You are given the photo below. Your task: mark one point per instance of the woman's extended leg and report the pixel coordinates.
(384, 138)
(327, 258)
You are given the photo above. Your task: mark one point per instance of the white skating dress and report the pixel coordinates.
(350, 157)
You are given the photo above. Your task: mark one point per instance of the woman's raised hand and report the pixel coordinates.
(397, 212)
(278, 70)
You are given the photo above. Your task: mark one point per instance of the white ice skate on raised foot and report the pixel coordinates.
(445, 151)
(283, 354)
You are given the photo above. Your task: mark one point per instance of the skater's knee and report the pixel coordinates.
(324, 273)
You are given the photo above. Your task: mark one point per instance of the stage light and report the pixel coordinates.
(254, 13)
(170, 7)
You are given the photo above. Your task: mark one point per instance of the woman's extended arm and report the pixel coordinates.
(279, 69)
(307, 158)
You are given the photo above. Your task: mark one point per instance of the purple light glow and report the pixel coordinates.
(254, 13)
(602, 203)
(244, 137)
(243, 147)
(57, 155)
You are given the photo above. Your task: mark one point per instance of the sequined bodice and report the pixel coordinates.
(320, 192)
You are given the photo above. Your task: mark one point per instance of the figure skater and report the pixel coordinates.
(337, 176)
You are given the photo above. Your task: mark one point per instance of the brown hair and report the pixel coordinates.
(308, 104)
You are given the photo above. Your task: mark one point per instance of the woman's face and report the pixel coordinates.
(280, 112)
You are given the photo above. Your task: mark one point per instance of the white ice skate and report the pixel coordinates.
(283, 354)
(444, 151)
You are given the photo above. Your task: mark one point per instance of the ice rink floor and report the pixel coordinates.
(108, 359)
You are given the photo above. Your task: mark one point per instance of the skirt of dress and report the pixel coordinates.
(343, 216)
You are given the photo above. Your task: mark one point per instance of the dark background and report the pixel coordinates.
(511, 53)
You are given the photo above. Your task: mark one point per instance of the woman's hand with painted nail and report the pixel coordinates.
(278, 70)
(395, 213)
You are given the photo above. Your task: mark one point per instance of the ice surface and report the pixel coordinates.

===

Exercise details = Each entry above should be repeated exactly, with no line left out.

Problem solution =
You are given the photo below. Your task: mark one point per instance of the woman's extended leg and report the pixel coordinates.
(384, 138)
(327, 258)
You are given the photo above. Your task: mark one point per instance of the white skating dress and report the pixel coordinates.
(350, 157)
You are given the photo above. Your task: mark one point per instance of the woman's raised hand and report the pixel coordinates.
(397, 212)
(278, 70)
You are given the photo above. Your task: mark one point per instance of the white ice skate on raised foot and report the pixel coordinates.
(445, 151)
(283, 354)
You are given the photo above. Your task: mark one point per instance of the skater's knee and report the pixel coordinates.
(324, 273)
You are given the photo above. Your task: mark one point per instance of the stage light and report the pixel coordinates.
(254, 13)
(170, 7)
You are given the photo above. Your task: mark one point per instance of the woman's extended arm and report the pixel coordinates.
(279, 69)
(307, 158)
You are given the photo above. Your task: mark one point per instance of the purple light glow and report the pixel coordinates.
(254, 13)
(602, 203)
(244, 137)
(243, 147)
(57, 155)
You are given the photo above. Your task: mark one point per instance of the sequined bodice and report the pixel coordinates.
(320, 192)
You are given the photo above. Your task: mark one point per instance of the figure skater and report the pixel coordinates.
(337, 176)
You are given the photo above. Your task: mark one point per instance of the brown hair and report the pixel coordinates.
(308, 104)
You are given the photo above. Your task: mark one point per instance of the woman's face and report the pixel coordinates.
(280, 112)
You are given the photo above. Your task: mark one point per instance of the white ice skate and report the pixel coordinates.
(283, 354)
(444, 151)
You are given the photo above. Your task: mark one point per instance of the ice rink floor and report the pixel coordinates.
(108, 359)
You are given the photo above. Your task: mark one point per instance of the skirt of dress and report the pixel coordinates.
(343, 216)
You are given the photo above. Your task: mark one point per instance of the dark background and report the pixel coordinates.
(511, 53)
You are given the photo above. Your task: mark one point per instance of the woman's hand with painted nail and report the pixel coordinates.
(278, 70)
(395, 213)
You are given the photo above. Your task: mark one point per instance of the ice surface and report the pixel coordinates.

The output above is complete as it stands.